# GIVEN PROBLEM:
Return every record exactly as written.

** Begin **

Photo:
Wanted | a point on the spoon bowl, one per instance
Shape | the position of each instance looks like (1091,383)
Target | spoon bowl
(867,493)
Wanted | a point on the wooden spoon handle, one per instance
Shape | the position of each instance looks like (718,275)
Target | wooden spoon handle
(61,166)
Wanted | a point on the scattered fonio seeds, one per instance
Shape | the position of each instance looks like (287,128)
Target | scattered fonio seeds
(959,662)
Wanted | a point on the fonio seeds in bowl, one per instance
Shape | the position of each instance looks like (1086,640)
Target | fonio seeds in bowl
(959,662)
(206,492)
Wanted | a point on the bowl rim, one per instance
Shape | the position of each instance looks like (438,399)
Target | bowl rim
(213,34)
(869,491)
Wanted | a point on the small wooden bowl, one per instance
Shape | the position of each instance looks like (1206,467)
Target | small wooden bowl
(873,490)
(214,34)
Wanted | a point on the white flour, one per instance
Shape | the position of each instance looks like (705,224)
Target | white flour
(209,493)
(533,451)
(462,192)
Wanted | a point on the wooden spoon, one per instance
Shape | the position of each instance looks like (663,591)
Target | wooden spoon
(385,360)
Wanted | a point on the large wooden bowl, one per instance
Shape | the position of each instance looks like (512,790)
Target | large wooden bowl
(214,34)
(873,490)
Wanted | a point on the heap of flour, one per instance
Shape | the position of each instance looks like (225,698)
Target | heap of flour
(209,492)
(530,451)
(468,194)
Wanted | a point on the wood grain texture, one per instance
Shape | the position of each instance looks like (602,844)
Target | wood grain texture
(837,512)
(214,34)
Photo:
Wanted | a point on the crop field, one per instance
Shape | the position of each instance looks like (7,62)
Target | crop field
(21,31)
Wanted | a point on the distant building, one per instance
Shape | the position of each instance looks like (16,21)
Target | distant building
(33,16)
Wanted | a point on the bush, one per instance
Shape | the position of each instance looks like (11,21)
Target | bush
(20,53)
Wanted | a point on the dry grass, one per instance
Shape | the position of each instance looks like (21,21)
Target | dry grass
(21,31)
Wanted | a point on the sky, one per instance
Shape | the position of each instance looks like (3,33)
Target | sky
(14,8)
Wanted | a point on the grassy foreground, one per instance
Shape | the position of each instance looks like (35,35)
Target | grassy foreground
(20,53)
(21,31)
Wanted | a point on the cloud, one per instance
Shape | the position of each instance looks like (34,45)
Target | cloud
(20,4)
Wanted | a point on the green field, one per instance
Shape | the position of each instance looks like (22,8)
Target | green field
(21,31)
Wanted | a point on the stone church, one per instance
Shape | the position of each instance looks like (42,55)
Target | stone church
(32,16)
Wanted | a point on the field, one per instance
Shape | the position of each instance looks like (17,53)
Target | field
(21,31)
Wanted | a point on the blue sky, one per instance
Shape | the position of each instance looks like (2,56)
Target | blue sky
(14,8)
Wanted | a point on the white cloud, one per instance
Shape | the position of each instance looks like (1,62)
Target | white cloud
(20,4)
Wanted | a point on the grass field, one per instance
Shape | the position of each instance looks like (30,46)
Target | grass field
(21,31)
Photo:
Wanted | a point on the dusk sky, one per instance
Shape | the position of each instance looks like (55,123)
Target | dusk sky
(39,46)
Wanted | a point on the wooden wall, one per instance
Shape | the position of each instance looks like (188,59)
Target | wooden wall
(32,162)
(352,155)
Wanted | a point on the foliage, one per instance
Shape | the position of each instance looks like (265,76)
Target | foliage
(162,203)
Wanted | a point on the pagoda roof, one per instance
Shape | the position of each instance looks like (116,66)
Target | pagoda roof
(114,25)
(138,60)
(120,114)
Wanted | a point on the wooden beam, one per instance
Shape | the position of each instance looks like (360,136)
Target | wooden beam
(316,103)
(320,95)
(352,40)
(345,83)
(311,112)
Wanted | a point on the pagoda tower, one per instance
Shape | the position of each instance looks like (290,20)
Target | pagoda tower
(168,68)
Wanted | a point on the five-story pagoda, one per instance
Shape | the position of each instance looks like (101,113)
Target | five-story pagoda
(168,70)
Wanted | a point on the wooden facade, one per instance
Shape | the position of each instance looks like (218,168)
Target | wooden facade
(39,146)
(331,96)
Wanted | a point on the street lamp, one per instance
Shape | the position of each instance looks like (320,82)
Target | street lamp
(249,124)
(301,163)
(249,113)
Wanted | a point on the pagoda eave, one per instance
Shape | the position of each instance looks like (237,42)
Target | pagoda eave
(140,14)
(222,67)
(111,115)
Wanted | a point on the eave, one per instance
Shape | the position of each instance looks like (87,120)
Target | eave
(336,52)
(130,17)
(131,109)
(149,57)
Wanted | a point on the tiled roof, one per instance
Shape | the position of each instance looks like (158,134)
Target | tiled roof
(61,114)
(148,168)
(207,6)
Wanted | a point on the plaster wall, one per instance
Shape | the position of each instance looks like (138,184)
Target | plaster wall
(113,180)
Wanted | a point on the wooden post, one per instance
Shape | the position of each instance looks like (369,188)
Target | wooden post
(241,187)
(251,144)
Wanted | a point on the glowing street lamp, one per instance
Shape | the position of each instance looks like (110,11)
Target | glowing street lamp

** End **

# TASK RESPONSE:
Photo:
Wanted | a point on the spoon bowl, one per instance
Shape | the position of each instance looks like (1091,383)
Target | spoon bowl
(867,493)
Wanted | a point on the wooden spoon handle, one per instance
Shape | the position of each instance looks like (718,275)
Target | wooden spoon handle
(61,166)
Wanted | a point on the scattered fonio seeds, one per instance
Shape | the position of each instance looks like (287,128)
Target | scattered fonio seeds
(959,662)
Wanted | a point on the fonio seeds in bowl, one per instance
Shape | the position of each instance looks like (1086,640)
Target | fonio seeds in bowl
(959,662)
(206,492)
Wanted | a point on the bowl rim, one per instance
Shape | the position of each instance looks like (438,399)
Target | bowl rim
(213,34)
(869,491)
Wanted | a point on the small wooden bowl, one per instance
Shape | the position of each instance looks like (1206,467)
Target | small wooden bowl
(873,490)
(214,34)
Wanted | a point on the white flour, one per instance
Shape | the position of each instance looks like (705,224)
Target | white flour
(209,493)
(533,451)
(462,192)
Wanted | a point on the wooden spoon, one per instance
Shape | the position of each instance looks like (663,591)
Target | wooden spoon
(385,360)
Wanted | a point on the large wooden bowl, one per instance
Shape | the position of each instance looks like (512,790)
Target | large wooden bowl
(214,34)
(873,490)
Wanted | a point on the heap of flour, one per instance
Shape | the position of each instance looks like (225,698)
Target | heap of flour
(209,492)
(530,451)
(468,194)
Wanted | a point on the wood grain texture, one per instance
Shape | the position of each instance looks like (602,844)
Target | wood grain texture
(837,512)
(214,34)
Photo:
Wanted | a point on the crop field, one per instance
Shape | the position of each instance looks like (7,62)
Target | crop field
(21,31)
Wanted | a point on the distant building, one per instance
Shape | the position of each instance looks like (16,21)
Target | distant building
(33,16)
Wanted | a point on the bush, one per instance
Shape | the position of each instance looks like (11,21)
Target | bush
(20,53)
Wanted | a point on the dry grass, one per instance
Shape | the position of each instance looks like (21,21)
Target | dry grass
(21,31)
Wanted | a point on the sky, one per instance
Shape | the position of each instance looks like (3,33)
Target | sky
(14,8)
Wanted | a point on the grassy foreground, one per instance
Shape | the position of each instance looks like (35,35)
Target | grassy foreground
(20,53)
(21,31)
Wanted | a point on the cloud, one per instance
Shape | the position of each instance looks like (34,45)
Target | cloud
(20,4)
Wanted | a point on the green field, one per instance
Shape | the position of each instance looks like (22,8)
Target | green field
(21,31)
Wanted | a point on the stone church, one per instance
Shape | the position of each instance looks like (42,55)
Target | stone church
(32,16)
Wanted | a point on the field, one per instance
Shape | the position of each instance looks like (17,53)
Target | field
(21,31)
Wanted | a point on the blue sky, one per instance
Shape | the position of each instance looks like (2,56)
Target | blue sky
(14,8)
Wanted | a point on the white cloud, one per instance
Shape | the position of each instance looks like (1,62)
Target | white cloud
(20,4)
Wanted | a point on the grass field, one per instance
Shape | the position of each instance looks like (30,46)
Target | grass field
(21,31)
Photo:
Wanted | a point on the dusk sky, one per instance
Shape | the position of each instance looks like (55,123)
Target | dusk sky
(39,46)
Wanted | a point on the wooden wall, one per instance
Shape | the position of each instance looks like (188,59)
Target | wooden wall
(32,162)
(352,155)
Wanted | a point on the foliage, one per instance
Shape | the position of each instance looks like (265,76)
Target | foliage
(162,203)
Wanted | a point on the pagoda roof, one per instance
Shape | the position of each instance looks like (116,66)
Target | pagoda roof
(114,25)
(138,60)
(120,114)
Wanted | a point on the wooden beam, one per instance
Shape | the position of each instance looks like (360,136)
Target | wooden beam
(316,103)
(320,95)
(352,40)
(345,83)
(311,112)
Wanted | a point on the pagoda tower, one per instance
Shape | the position of each instance looks like (290,20)
Target | pagoda tower
(168,68)
Wanted | a point on the five-story pagoda, one per instance
Shape | the position of each instance looks like (101,113)
Target | five-story pagoda
(168,70)
Wanted | a point on the wooden facade, one per instance
Shape | the position of each instance looks like (218,168)
Target | wooden facade
(39,146)
(331,96)
Wanted | a point on the street lamp, one per instance
Shape | the position of each instance looks like (320,82)
Target | street lamp
(249,124)
(301,163)
(249,113)
Wanted | a point on the pagoda eave, one per instance
Shape | the position of each instance looks like (237,42)
Target | pagoda eave
(140,14)
(222,67)
(111,115)
Wanted | a point on the eave, one per instance
Shape | the position of each instance looks like (87,120)
Target | eave
(336,52)
(130,17)
(131,109)
(149,57)
Wanted | a point on the tiled roof, one per instance
Shape | the position of each instance looks like (158,134)
Target | tiled roof
(61,114)
(148,168)
(207,6)
Wanted | a point on the plaster wall, one per instance
Shape | the position of each instance looks like (138,184)
Target | plaster wall
(113,180)
Wanted | a point on the wooden post, one per instance
Shape | the position of each instance looks like (369,188)
Target | wooden post
(241,187)
(251,144)
Wanted | a point on the glowing street lamp, one per instance
Shape | the position of each instance looks like (110,11)
Target | glowing street lamp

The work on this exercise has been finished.